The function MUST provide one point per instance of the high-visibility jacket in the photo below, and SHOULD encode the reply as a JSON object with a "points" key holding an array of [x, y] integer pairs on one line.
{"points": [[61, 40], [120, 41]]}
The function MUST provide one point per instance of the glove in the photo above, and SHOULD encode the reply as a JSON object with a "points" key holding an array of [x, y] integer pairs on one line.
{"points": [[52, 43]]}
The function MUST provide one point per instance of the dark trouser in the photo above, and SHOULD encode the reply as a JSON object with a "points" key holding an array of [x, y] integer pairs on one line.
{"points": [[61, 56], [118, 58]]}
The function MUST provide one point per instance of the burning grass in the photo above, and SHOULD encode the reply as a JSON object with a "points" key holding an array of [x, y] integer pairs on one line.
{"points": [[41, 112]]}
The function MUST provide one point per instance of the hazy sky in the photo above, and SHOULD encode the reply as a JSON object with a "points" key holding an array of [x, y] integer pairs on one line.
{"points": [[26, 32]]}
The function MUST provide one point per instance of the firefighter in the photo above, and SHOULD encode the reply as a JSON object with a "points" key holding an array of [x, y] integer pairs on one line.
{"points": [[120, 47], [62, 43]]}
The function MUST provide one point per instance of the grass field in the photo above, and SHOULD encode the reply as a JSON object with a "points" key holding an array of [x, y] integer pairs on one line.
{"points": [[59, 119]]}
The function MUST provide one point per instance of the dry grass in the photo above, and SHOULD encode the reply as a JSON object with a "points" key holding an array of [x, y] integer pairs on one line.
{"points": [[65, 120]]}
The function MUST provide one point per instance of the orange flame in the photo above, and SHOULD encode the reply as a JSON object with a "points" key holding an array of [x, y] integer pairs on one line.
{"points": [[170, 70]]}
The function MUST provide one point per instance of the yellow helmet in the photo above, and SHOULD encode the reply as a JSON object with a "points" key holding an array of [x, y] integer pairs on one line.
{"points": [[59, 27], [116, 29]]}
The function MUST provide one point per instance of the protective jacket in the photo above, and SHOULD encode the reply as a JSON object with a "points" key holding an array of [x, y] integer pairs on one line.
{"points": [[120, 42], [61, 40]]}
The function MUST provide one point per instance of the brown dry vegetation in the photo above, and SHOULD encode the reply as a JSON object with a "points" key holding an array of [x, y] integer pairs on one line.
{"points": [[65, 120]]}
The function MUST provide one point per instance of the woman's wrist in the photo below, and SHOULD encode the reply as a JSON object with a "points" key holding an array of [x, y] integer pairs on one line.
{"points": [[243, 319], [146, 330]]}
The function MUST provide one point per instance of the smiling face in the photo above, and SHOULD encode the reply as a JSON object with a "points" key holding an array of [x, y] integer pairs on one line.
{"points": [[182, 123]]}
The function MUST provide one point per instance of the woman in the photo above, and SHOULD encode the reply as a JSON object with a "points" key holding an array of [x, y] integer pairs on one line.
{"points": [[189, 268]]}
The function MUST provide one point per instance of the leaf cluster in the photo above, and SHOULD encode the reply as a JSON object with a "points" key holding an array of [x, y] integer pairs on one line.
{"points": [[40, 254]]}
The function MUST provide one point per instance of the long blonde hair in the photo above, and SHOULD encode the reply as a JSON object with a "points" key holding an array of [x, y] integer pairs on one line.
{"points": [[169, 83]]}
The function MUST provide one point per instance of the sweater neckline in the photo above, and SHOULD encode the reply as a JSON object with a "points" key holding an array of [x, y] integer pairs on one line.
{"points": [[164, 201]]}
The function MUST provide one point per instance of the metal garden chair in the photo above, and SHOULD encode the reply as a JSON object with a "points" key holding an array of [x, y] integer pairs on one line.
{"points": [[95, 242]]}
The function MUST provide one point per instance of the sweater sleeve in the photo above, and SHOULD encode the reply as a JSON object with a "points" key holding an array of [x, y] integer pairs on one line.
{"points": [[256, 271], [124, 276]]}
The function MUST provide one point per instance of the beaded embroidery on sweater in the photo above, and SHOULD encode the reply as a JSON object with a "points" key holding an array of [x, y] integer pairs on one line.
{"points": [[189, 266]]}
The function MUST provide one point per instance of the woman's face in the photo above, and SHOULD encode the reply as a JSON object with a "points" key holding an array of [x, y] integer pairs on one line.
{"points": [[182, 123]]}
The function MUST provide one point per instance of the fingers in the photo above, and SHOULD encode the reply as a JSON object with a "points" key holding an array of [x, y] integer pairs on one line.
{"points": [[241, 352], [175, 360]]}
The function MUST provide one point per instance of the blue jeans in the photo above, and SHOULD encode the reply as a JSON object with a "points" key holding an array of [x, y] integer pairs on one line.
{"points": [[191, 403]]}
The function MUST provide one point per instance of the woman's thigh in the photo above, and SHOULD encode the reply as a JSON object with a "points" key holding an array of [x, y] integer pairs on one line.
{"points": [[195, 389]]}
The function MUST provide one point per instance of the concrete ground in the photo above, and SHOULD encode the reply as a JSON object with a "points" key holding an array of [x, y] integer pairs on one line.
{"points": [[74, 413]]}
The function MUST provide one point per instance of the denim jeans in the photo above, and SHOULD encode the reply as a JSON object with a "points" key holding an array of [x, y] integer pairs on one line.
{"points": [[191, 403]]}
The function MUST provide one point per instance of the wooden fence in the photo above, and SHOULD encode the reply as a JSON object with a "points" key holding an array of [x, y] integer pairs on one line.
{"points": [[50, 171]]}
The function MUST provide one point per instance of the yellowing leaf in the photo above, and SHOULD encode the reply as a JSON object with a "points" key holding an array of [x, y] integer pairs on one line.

THE PROBLEM:
Reproduce all the records precisely.

OUTPUT OF THE TASK:
The function MUST provide one point per instance of the high-visibility jacket in the photo below, and SHOULD encode the reply as a JSON object with a "points" key holding an array of [x, y] integer pairs on one line.
{"points": [[61, 40], [120, 41]]}
The function MUST provide one point per instance of the glove in the photo above, and SHOULD encode the reply as a JSON object with a "points" key holding an array of [x, y] integer pairs on one line.
{"points": [[52, 43]]}
The function MUST provide one point per instance of the dark trouser in the photo above, and SHOULD encode the reply as a JSON object with a "points" key holding an array of [x, y] integer pairs on one line.
{"points": [[61, 56], [118, 58]]}
The function MUST provide one point per instance of the burning grass in the photo above, and SHOULD encode the reply as a JSON object with a "points" key holding an array of [x, y] integer pairs on one line.
{"points": [[41, 112]]}
The function MUST provide one point per instance of the hazy sky in the photo above, and SHOULD encode the reply as a JSON object with a "points" key holding an array of [x, y] integer pairs on one line.
{"points": [[26, 32]]}
The function MUST provide one point per instance of the firefighter in the photo above, and SHOULD encode the reply as a JSON object with a "points" key holding an array of [x, y] integer pairs on one line.
{"points": [[120, 47], [62, 43]]}
The function MUST provide one point per instance of the grass field in the photo above, and SHOULD encode the reply as a JSON object with a "points" key holding an array of [x, y] integer pairs on one line.
{"points": [[59, 119]]}
The function MUST provide one point per instance of the dry grass in the photo above, and SHOULD encode the reply as a JSON object with a "points" key holding an array of [x, y] integer pairs on one line.
{"points": [[65, 120]]}
The function MUST provide one point per instance of the orange flame in the photo above, and SHOULD encode the reply as a JSON object with a "points" key holding an array of [x, y] integer pairs on one line.
{"points": [[170, 70]]}
The function MUST provide one point per instance of the yellow helmet in the photo above, and SHOULD encode the reply as a JSON object with a "points" key holding an array of [x, y] integer pairs on one line.
{"points": [[59, 27], [116, 29]]}
The function MUST provide one point per instance of the protective jacket in the photo above, and SHOULD encode the reply as a JSON object with a "points" key holding an array of [x, y] integer pairs on one line.
{"points": [[120, 42], [61, 40]]}
The function MUST provide one point per instance of the brown dry vegetation in the photo above, and SHOULD encode the reply as a JSON object with a "points" key holding an array of [x, y] integer pairs on one line.
{"points": [[65, 120]]}
The function MUST provide one point per instance of the woman's wrist in the photo below, and SHOULD encode the reply as a JSON object with a "points" key holding an array of [x, y] integer pairs on one line.
{"points": [[243, 319], [146, 330]]}
The function MUST provide one point per instance of the smiling face in the photo above, and SHOULD encode the reply as a JSON object with a "points" key holding an array of [x, y] integer pairs on one line.
{"points": [[182, 123]]}
The function MUST provide one point per instance of the woman in the photo above, and SHOULD encode the reply as a JSON object with a "points" key holding an array of [x, y] integer pairs on one line.
{"points": [[189, 268]]}
The function MUST provide one point per instance of the leaf cluster in the photo above, and SHOULD encode the reply as a JSON object with a "points" key holding an array of [x, y] integer pairs on one line.
{"points": [[40, 254]]}
The function MUST provide one point per instance of the long blonde hair in the photo above, and SHOULD encode the reply as a JSON object with a "points" key holding an array of [x, y] integer pairs on one line.
{"points": [[169, 83]]}
The function MUST provide one point per instance of the sweater neckline in the photo above, and SHOULD encode the reply as a JSON object with a "points" key holding an array of [x, y] integer pairs on one line.
{"points": [[164, 201]]}
The function MUST provide one point per instance of the metal garden chair in the photo above, and SHOULD encode the reply as a JSON object with a "points" key holding an array of [x, y] integer pairs on one line.
{"points": [[95, 242]]}
The function MUST provide one point per instance of the sweater sleeve in the photo above, and SHOULD encode the reply as a JSON object with a "points" key holding an array of [x, y] integer pairs on one line.
{"points": [[256, 271], [124, 276]]}
The function MUST provide one point per instance of the beaded embroidery on sweater in the photo above, and SHOULD encode the reply as a JSON object with a "points" key holding an array of [x, y] integer pairs on one line.
{"points": [[189, 266]]}
The function MUST provide one point per instance of the woman's face in the photo above, and SHOULD encode the reply as a JSON object with a "points" key holding an array of [x, y] integer pairs on one line.
{"points": [[182, 123]]}
The function MUST provide one point per instance of the fingers in the photo above, and SHOULD encode the reply as a JSON object with a "points" key holding an array of [x, y] integer pairs on one line.
{"points": [[241, 352], [175, 360]]}
The function MUST provide one point per instance of the blue jeans in the photo above, and SHOULD encode the reply as a JSON object with a "points" key holding an array of [x, y] integer pairs on one line.
{"points": [[191, 403]]}
The function MUST provide one point per instance of the woman's thigh in the photo above, and SHOULD encode the reply as a JSON object with a "points" key holding an array of [x, y] integer pairs on one line.
{"points": [[195, 389]]}
The function MUST provide one point per instance of the concrete ground in the photo above, and SHOULD encode the reply as a JSON object with a "points" key holding an array of [x, y] integer pairs on one line.
{"points": [[74, 413]]}
The function MUST provide one point per instance of the denim jeans in the photo above, and SHOULD encode the reply as a JSON object with a "points" key holding an array of [x, y] integer pairs on one line.
{"points": [[191, 403]]}
The function MUST provide one point per instance of the wooden fence in the photo above, and SHOULD encode the reply as a JSON object with a "points" key holding an array of [x, y] integer pairs on one line.
{"points": [[50, 171]]}
The function MUST provide one point per instance of the yellowing leaf in the photo above, and SHOULD encode the reply as a JSON object with a "points" key holding an array of [x, y] integer pairs on one line.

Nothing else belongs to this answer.